_Passage shown_:

Built-in Helm Chart¶
The k8s_sandbox package includes a built-in Helm chart named agent-env in
resources/helm/.
About the chart¶
The built-in Helm chart is designed to take a values.yaml (or helm-values.yaml) file
which is structured much like a Docker compose.yaml file.
This is to simplify the complexities of Kubernetes manifests for users who are not familiar with them.
Tip
Automatic translation from basic compose.yaml files is
supported.
In addition to the info below, see agent-env/README.md and agent-env/values.yaml for
a full list of configurable options.
Container runtime class (gVisor)¶
The default container runtime class name for every service is gvisor which, (depending
on your cluster - see remote cluster setup page)
should map to the runsc runtime handler. You can override this if required.
services:
default:
image: ubuntu:24.04
command: ["tail", "-f", "/dev/null"]
runtimeClassName: runc
The above example assumes you have a RuntimeClass named runc deployed to your
cluster which maps to the runc runtime handler.
See the gVisor page for considerations and
limitations on using gVisor versus runc.
Use the cluster's default runtime class
You can cause the runtime class in the Pod spec to not be set at all by setting
runtimeClassName to the CLUSTER_DEFAULT magic string in the relevant services.
services:
default:
image: ubuntu:24.04
command: ["tail", "-f", "/dev/null"]
runtimeClassName: CLUSTER_DEFAULT
This has the effect of using your cluster's default runtime class.

_Entries_:
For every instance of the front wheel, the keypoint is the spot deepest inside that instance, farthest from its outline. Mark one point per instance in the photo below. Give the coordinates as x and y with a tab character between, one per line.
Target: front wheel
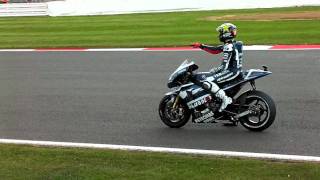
262	110
173	117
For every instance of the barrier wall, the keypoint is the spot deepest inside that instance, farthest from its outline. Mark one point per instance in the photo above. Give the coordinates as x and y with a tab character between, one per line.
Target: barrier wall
97	7
24	9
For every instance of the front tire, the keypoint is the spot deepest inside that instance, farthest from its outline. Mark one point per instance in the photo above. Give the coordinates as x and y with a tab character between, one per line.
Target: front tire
174	118
263	110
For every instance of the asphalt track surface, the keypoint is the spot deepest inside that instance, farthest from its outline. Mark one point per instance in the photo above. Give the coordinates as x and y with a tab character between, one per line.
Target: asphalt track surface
112	98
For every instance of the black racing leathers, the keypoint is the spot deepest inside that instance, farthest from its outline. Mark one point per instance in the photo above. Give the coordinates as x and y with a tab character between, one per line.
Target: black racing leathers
231	66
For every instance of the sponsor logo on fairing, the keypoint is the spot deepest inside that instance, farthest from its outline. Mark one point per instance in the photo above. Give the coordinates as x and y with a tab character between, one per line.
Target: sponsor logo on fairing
197	102
207	118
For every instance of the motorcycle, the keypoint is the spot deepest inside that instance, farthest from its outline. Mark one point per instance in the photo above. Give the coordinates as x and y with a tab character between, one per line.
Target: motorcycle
254	109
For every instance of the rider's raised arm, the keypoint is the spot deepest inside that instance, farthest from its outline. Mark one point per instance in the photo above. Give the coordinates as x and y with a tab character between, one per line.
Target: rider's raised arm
212	49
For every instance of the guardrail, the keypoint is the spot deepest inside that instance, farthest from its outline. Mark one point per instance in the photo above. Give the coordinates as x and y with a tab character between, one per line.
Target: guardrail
24	9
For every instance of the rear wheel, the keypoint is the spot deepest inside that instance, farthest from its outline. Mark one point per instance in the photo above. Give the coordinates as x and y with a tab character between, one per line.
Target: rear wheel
173	117
263	110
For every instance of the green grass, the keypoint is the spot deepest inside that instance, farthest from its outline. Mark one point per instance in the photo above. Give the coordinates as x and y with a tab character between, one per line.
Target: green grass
158	29
27	162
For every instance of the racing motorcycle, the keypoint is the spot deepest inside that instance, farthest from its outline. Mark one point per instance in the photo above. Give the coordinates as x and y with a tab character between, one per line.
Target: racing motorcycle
254	109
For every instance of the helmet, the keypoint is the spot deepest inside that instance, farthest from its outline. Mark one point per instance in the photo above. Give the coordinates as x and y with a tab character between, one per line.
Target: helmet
227	32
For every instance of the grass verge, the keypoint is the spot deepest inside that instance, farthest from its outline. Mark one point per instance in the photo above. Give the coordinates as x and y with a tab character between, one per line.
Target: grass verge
158	29
29	162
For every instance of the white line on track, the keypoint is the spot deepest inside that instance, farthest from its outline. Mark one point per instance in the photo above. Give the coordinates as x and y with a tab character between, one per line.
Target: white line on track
165	150
247	48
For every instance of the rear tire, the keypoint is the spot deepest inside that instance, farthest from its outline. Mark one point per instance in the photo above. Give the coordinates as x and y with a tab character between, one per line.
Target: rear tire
171	117
263	107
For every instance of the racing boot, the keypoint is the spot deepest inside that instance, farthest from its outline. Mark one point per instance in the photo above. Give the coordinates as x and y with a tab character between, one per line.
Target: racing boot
219	93
225	99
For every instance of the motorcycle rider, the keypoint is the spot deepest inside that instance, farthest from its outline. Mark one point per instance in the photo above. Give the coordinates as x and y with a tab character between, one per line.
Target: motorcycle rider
231	66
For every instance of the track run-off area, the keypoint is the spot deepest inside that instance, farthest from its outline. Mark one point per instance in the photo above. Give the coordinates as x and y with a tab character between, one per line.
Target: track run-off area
112	97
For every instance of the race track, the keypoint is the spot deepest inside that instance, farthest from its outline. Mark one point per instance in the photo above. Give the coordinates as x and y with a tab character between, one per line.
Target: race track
112	98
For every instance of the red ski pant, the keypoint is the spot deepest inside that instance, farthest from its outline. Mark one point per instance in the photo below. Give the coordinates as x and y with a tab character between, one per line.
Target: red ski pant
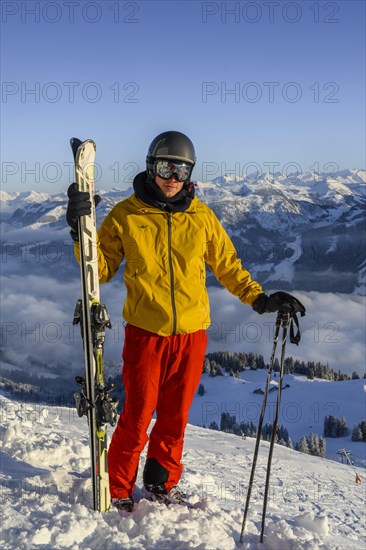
160	373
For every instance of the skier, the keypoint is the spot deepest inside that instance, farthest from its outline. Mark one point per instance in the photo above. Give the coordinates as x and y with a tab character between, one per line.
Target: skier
166	235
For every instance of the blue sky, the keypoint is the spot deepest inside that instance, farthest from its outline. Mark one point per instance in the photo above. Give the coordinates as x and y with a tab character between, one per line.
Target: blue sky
121	72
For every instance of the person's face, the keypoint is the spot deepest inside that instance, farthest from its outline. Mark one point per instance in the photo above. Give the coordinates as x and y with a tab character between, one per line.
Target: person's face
169	187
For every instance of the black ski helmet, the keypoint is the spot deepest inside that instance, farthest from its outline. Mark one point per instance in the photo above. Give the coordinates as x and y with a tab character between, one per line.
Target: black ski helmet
170	145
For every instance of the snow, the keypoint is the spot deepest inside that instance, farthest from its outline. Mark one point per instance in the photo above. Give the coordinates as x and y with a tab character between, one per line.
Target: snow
313	503
304	405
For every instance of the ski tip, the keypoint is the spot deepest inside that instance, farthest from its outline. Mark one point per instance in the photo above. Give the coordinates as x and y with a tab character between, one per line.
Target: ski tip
75	143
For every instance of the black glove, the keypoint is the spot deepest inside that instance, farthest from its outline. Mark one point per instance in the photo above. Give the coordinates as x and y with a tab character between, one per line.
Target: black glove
279	301
79	205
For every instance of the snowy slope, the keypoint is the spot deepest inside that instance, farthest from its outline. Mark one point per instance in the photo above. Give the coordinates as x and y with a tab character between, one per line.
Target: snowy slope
304	405
45	486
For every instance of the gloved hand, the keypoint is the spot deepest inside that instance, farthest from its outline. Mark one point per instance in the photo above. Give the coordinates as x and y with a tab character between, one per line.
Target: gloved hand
279	301
79	205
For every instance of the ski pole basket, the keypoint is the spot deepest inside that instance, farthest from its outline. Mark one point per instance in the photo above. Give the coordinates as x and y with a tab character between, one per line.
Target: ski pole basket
285	318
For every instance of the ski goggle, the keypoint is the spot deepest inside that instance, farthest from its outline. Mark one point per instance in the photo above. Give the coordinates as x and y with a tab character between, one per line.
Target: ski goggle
166	169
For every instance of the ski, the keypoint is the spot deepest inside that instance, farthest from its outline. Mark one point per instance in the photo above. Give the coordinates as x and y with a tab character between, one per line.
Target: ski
93	399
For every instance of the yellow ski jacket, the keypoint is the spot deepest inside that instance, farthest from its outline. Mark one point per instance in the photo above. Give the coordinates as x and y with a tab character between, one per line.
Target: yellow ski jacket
165	272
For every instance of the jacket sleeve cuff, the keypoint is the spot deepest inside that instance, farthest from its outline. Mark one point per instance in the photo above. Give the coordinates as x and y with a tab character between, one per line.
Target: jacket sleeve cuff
259	306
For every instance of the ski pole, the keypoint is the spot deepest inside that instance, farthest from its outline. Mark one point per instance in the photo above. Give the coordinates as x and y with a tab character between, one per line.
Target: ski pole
260	424
285	322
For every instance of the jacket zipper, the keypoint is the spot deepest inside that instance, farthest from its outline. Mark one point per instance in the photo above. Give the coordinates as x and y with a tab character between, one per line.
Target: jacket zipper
171	272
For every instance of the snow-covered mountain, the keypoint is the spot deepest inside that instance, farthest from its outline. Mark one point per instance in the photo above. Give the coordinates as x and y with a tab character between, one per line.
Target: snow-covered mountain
305	231
45	486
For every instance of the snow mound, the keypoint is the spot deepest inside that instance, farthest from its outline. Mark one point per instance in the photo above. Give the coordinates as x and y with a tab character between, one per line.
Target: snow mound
45	484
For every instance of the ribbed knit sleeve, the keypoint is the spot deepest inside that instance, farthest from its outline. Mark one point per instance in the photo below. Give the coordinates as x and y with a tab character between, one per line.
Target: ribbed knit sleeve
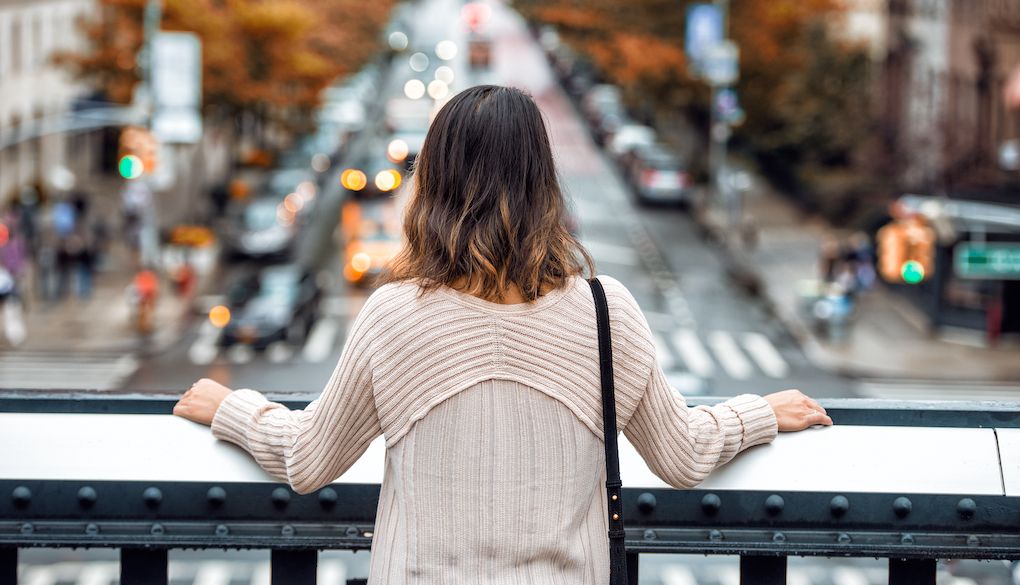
311	447
681	445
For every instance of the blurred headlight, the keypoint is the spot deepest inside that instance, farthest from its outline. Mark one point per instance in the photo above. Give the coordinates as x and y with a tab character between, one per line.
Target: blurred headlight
397	151
219	316
353	179
388	179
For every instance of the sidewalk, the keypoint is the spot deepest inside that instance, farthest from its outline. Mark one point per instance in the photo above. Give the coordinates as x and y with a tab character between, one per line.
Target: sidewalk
886	337
104	323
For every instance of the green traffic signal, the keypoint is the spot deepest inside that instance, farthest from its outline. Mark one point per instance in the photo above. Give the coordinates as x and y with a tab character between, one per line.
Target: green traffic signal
912	272
131	166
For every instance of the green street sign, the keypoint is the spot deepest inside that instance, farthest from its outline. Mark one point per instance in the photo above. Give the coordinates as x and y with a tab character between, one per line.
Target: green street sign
995	261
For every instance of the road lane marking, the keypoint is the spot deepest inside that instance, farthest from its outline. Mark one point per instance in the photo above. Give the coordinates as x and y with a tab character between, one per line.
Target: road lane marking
765	355
320	340
729	356
612	253
693	353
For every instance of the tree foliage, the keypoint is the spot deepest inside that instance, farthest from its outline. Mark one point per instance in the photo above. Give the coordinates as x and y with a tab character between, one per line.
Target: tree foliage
257	55
805	92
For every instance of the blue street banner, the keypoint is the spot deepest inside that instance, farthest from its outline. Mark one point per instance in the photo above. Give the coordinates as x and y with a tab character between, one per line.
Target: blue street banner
704	30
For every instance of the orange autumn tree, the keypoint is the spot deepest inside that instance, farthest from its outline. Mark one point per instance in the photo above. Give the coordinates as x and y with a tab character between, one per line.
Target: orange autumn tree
805	92
270	58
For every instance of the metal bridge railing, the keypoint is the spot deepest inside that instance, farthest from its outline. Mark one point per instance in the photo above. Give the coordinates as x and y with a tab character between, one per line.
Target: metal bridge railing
912	482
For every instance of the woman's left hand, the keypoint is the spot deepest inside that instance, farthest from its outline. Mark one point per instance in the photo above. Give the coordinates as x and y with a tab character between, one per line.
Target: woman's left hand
201	402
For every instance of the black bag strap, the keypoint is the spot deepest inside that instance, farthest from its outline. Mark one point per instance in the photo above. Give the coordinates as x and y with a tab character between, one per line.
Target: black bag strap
617	551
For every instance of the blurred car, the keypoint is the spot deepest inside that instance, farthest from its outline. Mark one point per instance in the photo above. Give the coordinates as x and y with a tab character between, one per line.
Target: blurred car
658	175
628	138
371	234
261	228
276	304
374	175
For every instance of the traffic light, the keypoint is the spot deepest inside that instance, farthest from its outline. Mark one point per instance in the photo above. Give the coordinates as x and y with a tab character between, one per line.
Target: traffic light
906	251
138	152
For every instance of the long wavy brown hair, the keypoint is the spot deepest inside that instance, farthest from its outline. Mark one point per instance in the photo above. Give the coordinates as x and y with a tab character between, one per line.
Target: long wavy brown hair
487	210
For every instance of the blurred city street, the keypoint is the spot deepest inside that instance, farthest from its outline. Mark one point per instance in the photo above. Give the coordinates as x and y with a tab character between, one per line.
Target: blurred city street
249	258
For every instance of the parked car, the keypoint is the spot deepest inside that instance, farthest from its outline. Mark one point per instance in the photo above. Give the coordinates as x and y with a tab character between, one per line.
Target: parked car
276	304
627	138
260	228
658	175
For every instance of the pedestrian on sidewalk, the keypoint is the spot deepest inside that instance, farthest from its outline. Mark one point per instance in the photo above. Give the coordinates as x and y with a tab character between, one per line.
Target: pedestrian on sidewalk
480	353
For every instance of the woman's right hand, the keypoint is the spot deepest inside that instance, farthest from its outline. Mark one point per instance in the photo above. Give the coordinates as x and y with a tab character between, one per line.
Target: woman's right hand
796	412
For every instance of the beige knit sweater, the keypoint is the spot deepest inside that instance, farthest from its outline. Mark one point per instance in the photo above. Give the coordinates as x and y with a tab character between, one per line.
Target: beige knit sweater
495	468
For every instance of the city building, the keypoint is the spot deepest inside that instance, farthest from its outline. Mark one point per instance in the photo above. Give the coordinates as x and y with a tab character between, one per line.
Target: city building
36	95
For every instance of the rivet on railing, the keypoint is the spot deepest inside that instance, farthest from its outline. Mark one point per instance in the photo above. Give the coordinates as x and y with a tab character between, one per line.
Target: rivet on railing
327	497
646	502
152	496
216	496
281	497
21	496
87	496
902	507
838	506
966	509
711	503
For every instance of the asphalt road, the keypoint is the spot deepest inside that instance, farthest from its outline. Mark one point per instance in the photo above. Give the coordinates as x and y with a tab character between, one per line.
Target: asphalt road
712	337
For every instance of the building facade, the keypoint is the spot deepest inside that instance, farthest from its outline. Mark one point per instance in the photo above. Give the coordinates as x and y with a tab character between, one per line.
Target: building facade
35	93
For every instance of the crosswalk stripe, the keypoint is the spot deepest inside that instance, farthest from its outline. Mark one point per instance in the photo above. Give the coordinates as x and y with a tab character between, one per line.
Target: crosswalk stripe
662	354
214	573
262	575
319	343
330	573
675	575
65	371
693	353
728	354
847	576
765	355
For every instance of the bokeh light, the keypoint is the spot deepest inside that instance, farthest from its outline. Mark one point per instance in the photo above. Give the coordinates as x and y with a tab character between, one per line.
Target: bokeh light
414	89
418	61
438	90
445	74
398	41
446	50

_Exercise instructions_:
- A) Using the page on the built-in Helm chart, say whether each statement agrees with it, giving yes or no and quoting the deciding words: (i) the chart included in the k8s_sandbox package is named agent-env; (ii) the default container runtime class name for every service is runc; (iii) setting runtimeClassName to CLUSTER_DEFAULT leaves the runtime class in the Pod spec unset.
- B) Translate this sentence from the Helm chart page into Spanish: "This is to simplify the complexities of Kubernetes manifests for users who are not familiar with them."
The records were taken from a different source than the Helm chart page.

_List of solutions_:
- A)
(i) Yes: "a built-in Helm chart named agent-env"
(ii) No: "The default container runtime class name for every service is gvisor"
(iii) Yes: "You can cause the runtime class in the Pod spec to not be set at all by setting runtimeClassName to the CLUSTER_DEFAULT magic string"

- B) Esto tiene como fin simplificar las complejidades de los manifiestos de Kubernetes para los usuarios que no están familiarizados con ellos.